## Challenge
Turn the records below, from their start through the line containing "M 166 60 L 167", into a JSON list of strings with one string per line, omitting blank lines and leaving the pictures out.

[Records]
####
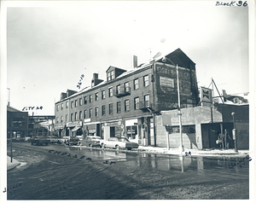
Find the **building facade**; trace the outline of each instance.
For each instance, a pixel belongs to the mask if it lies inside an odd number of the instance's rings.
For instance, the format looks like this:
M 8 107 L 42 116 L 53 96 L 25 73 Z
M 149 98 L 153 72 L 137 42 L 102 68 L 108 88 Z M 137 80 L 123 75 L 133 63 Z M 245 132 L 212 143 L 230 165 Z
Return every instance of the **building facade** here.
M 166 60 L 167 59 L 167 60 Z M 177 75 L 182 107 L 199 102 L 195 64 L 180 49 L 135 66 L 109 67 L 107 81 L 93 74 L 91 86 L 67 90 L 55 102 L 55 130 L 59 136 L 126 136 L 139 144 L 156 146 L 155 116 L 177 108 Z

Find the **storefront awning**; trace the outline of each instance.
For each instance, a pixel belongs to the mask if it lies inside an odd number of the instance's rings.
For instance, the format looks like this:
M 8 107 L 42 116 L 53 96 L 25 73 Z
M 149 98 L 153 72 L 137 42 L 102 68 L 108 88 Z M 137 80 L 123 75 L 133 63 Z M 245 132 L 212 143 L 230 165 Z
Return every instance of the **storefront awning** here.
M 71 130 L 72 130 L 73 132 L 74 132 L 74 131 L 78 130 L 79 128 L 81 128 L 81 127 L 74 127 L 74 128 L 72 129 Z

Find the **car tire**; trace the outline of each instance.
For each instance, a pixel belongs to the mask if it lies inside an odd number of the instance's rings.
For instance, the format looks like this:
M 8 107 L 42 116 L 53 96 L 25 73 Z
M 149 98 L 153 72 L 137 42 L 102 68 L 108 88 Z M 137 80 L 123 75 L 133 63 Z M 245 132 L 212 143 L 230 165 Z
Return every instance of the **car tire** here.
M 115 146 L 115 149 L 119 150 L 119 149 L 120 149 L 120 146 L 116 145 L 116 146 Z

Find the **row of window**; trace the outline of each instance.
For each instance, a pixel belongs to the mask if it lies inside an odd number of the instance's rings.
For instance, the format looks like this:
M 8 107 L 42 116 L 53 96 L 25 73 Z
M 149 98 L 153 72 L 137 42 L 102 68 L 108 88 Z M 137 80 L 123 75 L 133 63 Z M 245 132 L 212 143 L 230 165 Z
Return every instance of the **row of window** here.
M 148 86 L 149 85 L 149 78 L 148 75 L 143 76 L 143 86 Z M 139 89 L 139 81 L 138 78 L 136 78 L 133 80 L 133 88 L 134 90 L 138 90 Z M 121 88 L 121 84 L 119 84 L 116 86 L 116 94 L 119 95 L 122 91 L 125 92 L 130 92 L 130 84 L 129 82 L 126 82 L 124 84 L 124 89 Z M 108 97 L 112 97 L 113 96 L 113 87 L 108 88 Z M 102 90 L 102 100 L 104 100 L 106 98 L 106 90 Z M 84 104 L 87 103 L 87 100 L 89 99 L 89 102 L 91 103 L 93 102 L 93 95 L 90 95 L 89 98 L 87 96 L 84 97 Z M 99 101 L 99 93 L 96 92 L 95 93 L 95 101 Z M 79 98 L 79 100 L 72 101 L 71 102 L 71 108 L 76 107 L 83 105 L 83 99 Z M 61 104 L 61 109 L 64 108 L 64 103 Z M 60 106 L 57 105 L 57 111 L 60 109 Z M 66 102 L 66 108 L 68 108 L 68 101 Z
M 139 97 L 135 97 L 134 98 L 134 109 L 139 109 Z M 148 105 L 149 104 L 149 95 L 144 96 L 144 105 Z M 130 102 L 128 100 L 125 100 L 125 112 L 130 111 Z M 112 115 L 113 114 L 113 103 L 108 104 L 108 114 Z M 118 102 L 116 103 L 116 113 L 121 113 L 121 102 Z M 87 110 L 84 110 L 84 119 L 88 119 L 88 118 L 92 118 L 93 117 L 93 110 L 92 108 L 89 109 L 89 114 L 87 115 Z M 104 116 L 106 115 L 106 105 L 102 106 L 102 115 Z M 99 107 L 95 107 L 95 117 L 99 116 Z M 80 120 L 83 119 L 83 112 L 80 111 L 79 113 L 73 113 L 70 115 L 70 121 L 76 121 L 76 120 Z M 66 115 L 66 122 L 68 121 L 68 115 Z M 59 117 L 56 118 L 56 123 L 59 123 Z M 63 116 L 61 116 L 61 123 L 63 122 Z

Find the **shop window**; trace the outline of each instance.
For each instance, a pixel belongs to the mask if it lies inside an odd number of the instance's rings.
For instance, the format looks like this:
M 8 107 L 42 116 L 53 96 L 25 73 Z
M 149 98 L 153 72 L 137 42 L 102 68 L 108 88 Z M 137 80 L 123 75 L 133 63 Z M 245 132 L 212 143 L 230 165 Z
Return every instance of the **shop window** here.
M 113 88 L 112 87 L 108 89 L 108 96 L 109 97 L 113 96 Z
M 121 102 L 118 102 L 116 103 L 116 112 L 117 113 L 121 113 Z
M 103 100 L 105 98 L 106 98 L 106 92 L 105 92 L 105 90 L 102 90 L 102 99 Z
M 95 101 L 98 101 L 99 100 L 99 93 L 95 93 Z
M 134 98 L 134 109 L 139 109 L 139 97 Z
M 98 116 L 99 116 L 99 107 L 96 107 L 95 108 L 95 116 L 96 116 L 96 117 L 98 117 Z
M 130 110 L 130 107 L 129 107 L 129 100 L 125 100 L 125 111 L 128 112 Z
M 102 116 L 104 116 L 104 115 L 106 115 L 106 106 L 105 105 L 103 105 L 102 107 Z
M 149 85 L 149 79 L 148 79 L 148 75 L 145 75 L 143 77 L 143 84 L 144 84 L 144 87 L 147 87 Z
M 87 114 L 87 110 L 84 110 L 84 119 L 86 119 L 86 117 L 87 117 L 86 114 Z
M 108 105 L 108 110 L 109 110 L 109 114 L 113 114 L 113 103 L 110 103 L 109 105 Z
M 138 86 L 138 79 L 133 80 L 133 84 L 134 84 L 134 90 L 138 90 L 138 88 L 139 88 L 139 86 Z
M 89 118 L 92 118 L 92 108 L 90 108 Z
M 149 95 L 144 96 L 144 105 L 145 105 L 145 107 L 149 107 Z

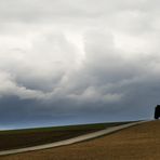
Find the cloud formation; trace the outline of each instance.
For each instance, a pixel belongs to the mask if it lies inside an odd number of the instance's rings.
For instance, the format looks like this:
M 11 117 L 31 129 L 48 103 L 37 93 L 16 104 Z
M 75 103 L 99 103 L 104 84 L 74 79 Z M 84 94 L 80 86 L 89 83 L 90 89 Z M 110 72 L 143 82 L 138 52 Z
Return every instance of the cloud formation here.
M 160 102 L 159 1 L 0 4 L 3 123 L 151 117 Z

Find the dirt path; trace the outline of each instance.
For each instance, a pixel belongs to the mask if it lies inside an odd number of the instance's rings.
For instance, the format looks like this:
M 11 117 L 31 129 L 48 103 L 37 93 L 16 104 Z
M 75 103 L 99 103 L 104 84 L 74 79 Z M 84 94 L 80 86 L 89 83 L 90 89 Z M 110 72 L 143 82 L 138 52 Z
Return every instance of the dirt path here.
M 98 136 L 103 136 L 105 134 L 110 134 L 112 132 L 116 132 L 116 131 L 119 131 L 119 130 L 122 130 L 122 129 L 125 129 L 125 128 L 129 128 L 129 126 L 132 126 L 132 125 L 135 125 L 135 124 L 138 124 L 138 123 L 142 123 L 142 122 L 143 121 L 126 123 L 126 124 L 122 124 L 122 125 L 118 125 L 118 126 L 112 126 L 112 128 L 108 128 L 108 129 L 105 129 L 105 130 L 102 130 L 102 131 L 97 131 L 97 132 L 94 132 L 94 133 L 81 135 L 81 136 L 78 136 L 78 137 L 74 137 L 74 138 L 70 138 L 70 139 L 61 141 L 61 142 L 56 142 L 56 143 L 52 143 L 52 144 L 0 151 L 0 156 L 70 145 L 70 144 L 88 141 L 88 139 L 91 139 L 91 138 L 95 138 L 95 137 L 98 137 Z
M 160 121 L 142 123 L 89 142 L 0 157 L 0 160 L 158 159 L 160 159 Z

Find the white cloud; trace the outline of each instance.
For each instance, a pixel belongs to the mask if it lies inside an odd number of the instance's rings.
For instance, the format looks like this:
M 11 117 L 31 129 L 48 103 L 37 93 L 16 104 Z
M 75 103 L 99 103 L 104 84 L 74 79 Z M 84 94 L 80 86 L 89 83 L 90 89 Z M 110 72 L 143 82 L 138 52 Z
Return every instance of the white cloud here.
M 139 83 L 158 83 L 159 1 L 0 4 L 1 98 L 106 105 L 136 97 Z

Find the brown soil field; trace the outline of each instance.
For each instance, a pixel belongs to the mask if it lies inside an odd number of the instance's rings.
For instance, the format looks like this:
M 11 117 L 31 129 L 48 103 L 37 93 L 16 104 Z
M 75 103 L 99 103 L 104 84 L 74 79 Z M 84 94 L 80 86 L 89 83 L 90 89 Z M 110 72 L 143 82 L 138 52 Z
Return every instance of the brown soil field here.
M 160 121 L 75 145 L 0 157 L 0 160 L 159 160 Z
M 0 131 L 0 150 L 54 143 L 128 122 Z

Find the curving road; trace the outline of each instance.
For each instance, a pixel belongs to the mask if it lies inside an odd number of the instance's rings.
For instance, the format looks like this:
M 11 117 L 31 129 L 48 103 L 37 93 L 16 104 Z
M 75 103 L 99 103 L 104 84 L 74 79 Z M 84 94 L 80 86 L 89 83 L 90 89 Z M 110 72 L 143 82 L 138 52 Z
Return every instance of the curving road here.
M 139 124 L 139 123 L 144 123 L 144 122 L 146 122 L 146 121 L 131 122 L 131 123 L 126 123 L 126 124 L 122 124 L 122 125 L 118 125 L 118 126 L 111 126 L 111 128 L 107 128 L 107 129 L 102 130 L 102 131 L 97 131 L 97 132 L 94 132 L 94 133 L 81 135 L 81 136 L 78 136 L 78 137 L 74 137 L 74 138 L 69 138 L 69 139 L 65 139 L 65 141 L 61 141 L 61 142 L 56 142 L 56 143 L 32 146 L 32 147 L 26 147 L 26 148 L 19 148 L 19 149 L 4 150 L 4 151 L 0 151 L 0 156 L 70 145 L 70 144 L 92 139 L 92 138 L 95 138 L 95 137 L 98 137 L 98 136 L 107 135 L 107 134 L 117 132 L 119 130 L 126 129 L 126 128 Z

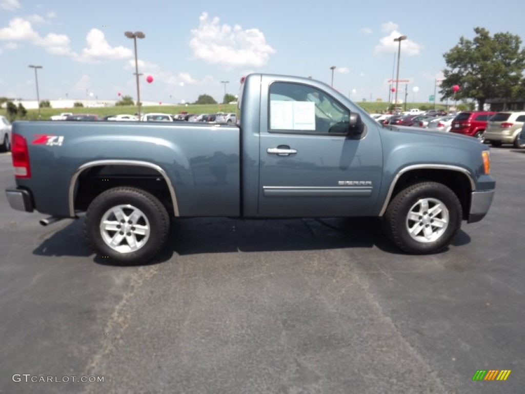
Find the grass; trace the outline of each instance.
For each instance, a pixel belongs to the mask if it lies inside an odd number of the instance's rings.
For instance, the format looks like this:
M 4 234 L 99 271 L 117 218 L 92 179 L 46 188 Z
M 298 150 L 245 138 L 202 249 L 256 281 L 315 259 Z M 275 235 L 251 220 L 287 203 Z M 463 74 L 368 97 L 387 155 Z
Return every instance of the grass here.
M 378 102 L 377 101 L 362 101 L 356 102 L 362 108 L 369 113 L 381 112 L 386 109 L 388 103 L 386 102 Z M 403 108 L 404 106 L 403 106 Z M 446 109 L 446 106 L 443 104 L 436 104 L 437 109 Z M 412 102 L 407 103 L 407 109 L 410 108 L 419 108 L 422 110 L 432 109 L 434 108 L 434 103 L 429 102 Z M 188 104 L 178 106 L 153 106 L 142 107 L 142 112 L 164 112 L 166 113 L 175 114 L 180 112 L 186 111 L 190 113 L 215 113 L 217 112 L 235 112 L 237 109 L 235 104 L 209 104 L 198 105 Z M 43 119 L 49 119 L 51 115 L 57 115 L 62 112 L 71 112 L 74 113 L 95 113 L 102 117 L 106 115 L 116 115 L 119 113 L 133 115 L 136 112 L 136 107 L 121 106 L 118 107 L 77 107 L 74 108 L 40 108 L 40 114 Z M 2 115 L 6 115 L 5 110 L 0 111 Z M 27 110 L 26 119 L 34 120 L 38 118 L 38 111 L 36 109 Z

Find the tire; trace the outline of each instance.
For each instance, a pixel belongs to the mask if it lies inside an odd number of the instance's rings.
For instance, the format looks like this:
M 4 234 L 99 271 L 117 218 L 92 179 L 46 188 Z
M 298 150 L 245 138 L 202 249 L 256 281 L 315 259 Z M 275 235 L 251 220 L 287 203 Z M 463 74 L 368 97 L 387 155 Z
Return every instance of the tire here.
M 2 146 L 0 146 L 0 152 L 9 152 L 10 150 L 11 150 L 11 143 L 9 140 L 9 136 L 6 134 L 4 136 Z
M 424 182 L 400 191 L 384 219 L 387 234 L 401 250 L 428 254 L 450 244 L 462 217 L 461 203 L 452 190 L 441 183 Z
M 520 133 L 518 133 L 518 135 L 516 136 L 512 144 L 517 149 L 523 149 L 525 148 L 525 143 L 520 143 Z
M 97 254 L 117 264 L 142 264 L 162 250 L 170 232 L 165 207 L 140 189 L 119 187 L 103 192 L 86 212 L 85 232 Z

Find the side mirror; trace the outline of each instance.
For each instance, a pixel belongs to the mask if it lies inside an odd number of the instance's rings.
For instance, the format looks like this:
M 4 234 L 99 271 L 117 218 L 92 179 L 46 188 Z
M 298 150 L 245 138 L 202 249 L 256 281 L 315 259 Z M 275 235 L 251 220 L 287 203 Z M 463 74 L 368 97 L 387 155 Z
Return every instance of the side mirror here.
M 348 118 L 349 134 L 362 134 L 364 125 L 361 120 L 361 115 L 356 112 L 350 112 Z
####
## Problem solution
[
  "Find the **building facade**; trace the outline of each instance.",
  "For each instance, a pixel belongs to the mask if it lies inside an odd number of the instance's rings.",
  "For instance, the format looks like this:",
  "M 8 107 L 42 116 L 53 96 L 25 73 Z",
  "M 149 98 L 153 72 L 137 42 L 102 68 L 108 88 Z M 137 80 L 123 75 L 133 63 Z M 245 132 L 212 143 L 230 165 Z",
  "Return every instance of the **building facade** here.",
  "M 166 60 L 167 59 L 167 60 Z M 177 75 L 182 107 L 199 102 L 195 64 L 180 49 L 135 66 L 109 67 L 107 81 L 93 74 L 91 86 L 67 90 L 55 102 L 55 130 L 59 136 L 126 136 L 139 144 L 156 146 L 155 116 L 177 108 Z"
]